Passage to read =

===============

The intramural dispute came to a head last week at a meeting of the National Security Planning Group, an informal panel of top advisers that deliberates with the President on major foreign policy and national security questions. After hearing the arguments from both sides, Reagan chose to steer a center course, but one that will leave him with little leeway to make new proposals for arms control. He decided against offering any specifics to the Soviets at this time, which State Department moderates had been advocating as a way of drawing the Kremlin back to the bargaining table. This was in line with Reagan's tendency over the past two years, encouraged by National Security Adviser Robert McFarlane, to split the difference between competing factions.

More broadly, Reagan vowed to maintain a posture of maximum flexibility. A key Reagan adviser paraphrased the President as saying: Look, I am ready for a very rich discussion with the other side on arms control. But after this long hiatus, we first have to clear the air. We have to see if they're ready to talk seriously on several problems.

Accordingly, said this adviser, Reagan was eager to talk expansively about the range of issues that the U.S. is prepared to discuss further. His openers: a willingness to negotiate limits on space-based weapons, a declaration that the U.S. has some new ideas about cutbacks in strategic forces, and an offer to work out a new negotiating format if the Soviets want it. But the President ruled out specific quid pro quos for getting talks started again, such as agreeing to a moratorium on testing antisatellite weapons in exchange for a Soviet return to START. That much of the decision pleased the hardliners. Some other elements did not. Reagan turned aside their advice to spend much of the meeting airing anti-Soviet grievances. Moreover, he specifically declined to make public the Administration's list of suspected Soviet arms-control violations. That, said Reagan, would amount only to a gratuitous provocation on the part of the U.S.

===============

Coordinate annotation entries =
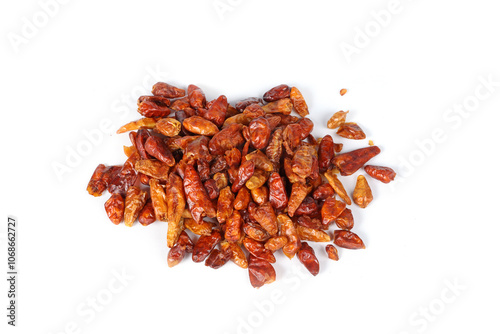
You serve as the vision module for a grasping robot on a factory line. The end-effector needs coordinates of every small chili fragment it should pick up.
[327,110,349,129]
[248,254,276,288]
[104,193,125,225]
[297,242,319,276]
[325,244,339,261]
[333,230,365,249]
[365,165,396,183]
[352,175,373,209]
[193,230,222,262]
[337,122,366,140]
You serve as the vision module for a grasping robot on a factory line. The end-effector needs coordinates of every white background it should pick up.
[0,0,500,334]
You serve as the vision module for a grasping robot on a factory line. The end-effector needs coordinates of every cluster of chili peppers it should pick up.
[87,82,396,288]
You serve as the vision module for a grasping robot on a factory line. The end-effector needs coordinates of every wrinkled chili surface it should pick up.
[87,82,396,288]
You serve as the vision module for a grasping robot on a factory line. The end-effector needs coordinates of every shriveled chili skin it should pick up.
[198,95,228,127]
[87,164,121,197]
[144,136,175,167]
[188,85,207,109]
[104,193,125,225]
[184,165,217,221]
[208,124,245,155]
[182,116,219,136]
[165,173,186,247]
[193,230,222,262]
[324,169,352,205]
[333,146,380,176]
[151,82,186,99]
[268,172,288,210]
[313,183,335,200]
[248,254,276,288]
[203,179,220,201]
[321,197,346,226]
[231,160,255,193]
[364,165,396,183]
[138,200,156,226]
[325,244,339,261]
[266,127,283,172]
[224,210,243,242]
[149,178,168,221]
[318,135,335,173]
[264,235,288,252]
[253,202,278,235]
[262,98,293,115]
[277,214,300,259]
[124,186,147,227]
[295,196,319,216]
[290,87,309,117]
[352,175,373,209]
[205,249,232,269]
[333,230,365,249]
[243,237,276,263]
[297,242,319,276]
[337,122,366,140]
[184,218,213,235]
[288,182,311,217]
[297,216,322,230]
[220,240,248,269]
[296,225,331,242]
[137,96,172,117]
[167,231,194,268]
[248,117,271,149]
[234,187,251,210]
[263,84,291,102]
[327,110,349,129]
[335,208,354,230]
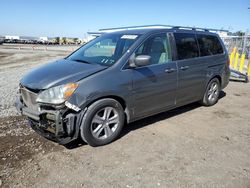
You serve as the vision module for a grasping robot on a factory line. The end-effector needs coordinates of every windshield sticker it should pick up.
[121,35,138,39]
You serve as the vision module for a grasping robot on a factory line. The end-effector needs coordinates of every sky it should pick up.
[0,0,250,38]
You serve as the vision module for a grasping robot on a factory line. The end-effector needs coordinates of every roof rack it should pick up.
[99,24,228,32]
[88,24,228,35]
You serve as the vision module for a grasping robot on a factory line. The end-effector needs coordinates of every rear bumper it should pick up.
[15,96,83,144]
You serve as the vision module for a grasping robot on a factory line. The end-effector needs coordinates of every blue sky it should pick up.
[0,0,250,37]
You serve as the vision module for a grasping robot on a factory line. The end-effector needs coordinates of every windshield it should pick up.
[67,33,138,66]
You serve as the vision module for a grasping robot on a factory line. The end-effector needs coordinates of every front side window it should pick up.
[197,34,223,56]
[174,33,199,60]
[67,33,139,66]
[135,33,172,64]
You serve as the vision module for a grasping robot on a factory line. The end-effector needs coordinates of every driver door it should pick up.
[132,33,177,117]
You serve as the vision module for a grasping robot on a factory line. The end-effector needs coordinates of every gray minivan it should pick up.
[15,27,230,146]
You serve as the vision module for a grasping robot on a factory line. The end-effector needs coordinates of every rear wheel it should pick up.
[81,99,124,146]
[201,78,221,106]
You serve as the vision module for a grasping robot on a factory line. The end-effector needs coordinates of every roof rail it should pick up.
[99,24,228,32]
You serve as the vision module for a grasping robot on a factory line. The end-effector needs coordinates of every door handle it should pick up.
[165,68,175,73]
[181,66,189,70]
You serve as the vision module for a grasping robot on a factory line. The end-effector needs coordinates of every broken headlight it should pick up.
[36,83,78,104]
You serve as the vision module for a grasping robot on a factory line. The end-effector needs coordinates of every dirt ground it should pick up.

===============

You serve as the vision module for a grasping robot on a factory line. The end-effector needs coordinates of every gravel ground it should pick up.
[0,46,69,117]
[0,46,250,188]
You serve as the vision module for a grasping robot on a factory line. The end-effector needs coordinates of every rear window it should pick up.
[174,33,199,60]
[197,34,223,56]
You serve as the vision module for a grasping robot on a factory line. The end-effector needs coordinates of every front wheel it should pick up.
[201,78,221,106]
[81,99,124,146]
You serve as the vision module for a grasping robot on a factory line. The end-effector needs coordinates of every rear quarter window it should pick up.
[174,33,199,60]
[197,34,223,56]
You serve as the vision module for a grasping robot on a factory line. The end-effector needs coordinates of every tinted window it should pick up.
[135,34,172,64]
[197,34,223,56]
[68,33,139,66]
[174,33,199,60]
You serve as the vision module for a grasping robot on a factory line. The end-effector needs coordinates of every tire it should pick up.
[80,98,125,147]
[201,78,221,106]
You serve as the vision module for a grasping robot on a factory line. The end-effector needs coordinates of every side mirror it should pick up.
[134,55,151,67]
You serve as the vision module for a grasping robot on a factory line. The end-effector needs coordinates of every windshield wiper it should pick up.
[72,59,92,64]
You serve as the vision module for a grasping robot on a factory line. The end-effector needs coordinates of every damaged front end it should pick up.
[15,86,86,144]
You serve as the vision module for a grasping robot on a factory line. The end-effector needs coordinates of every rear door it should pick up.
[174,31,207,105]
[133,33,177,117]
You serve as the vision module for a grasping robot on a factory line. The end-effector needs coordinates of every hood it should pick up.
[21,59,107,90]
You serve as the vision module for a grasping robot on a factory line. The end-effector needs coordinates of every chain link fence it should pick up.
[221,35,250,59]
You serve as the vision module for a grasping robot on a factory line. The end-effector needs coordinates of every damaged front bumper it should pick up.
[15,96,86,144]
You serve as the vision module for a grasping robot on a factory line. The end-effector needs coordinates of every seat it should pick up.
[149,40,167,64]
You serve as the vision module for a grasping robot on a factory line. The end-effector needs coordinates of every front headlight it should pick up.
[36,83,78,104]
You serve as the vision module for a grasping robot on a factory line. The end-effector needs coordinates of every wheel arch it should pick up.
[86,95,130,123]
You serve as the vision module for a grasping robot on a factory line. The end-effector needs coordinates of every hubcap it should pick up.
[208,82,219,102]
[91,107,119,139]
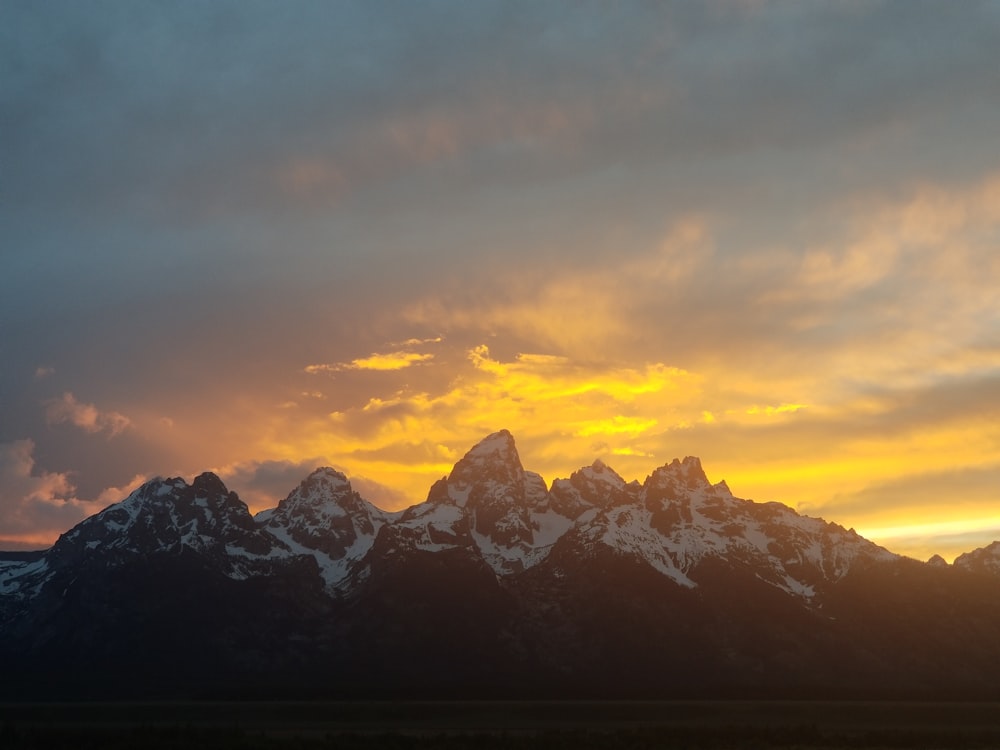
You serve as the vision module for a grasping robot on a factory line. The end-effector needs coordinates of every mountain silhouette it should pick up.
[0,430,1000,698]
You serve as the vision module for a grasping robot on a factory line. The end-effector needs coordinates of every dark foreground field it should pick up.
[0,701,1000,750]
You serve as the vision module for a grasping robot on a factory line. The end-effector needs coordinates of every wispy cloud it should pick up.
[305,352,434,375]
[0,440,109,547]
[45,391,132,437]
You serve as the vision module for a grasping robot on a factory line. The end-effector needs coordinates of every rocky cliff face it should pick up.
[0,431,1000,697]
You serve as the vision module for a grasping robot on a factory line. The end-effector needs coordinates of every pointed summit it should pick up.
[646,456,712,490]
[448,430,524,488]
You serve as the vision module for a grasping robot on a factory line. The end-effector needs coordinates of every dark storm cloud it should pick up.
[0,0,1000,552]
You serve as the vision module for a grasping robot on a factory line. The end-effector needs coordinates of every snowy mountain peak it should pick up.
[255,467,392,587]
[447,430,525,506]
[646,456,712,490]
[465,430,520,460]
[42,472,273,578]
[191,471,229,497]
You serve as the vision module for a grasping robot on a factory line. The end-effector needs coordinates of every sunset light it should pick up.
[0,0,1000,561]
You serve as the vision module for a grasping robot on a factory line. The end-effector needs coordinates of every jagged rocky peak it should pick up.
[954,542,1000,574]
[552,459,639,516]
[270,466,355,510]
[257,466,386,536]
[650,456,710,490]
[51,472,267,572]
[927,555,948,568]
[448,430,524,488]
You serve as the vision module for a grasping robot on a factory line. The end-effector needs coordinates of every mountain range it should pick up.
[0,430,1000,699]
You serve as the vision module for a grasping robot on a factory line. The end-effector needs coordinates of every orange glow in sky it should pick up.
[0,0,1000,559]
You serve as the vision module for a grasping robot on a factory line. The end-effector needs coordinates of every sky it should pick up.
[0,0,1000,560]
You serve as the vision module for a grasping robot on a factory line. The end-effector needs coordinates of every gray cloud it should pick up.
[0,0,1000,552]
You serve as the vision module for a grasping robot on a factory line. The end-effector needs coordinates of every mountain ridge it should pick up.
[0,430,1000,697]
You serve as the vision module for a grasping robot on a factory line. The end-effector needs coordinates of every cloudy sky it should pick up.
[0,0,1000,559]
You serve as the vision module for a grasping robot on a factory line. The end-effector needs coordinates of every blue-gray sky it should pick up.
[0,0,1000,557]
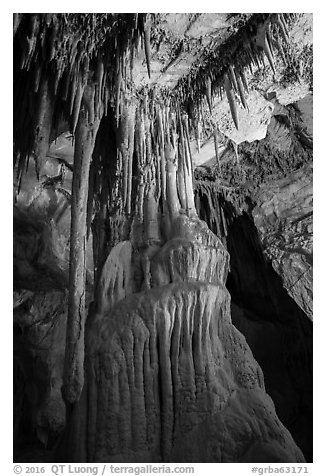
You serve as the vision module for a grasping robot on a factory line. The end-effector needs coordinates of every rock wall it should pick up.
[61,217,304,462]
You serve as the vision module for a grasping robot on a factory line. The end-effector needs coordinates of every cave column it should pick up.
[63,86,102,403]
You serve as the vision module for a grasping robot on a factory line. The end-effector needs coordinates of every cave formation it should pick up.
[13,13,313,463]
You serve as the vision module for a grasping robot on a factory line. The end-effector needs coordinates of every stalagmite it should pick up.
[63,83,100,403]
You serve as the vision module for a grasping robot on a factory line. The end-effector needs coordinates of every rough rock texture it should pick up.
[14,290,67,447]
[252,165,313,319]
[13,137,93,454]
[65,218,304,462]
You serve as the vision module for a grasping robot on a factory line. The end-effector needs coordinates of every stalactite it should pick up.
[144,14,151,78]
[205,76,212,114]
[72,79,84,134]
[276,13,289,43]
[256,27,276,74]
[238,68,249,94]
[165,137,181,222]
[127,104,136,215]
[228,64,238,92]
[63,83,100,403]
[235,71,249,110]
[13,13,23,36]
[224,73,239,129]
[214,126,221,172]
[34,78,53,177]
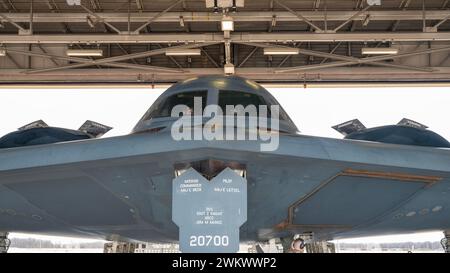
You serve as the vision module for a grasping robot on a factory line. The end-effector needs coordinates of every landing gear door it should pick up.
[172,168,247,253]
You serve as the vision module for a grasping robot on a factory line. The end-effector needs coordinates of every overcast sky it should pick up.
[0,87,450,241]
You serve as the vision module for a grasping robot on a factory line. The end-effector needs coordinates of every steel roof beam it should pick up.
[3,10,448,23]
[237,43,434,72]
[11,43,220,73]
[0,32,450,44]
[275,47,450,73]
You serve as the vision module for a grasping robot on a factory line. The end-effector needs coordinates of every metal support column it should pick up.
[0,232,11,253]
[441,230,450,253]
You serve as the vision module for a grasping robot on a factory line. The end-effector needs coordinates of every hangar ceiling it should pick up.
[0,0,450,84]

===============

Set tasks =
**A.** Reproduce the passage on Reagan's arms-control decision, starting at "The intramural dispute" and ending at "between competing factions.".
**B.** Render only the lines of the records starting at the one containing "hood it should pick up." and ending at the one containing "[149,40,167,64]" as a JSON list of strings, one string per line, with blank lines omitted.

Final answers =
**A.**
The intramural dispute came to a head last week at a meeting of the National Security Planning Group, an informal panel of top advisers that deliberates with the President on major foreign policy and national security questions. After hearing the arguments from both sides, Reagan chose to steer a center course, but one that will leave him with little leeway to make new proposals for arms control. He decided against offering any specifics to the Soviets at this time, which State Department moderates had been advocating as a way of drawing the Kremlin back to the bargaining table. This was in line with Reagan's tendency over the past two years, encouraged by National Security Adviser Robert McFarlane, to split the difference between competing factions.

**B.**
[
  "You serve as the vision module for a grasping robot on a factory line. The end-effector needs coordinates of every hood it should pick up.",
  "[21,59,107,90]",
  "You serve as the vision module for a grasping robot on a factory line. The end-effector needs coordinates of every chain link fence it should pick up.",
  "[221,35,250,59]",
  "You serve as the vision module for a grasping robot on a factory line. The end-effector needs coordinates of every damaged front bumper it should pick up.",
  "[15,96,86,144]",
  "You serve as the vision module for a grasping robot on a factory line. The end-effector needs coordinates of every seat it should pick up.",
  "[149,40,167,64]"
]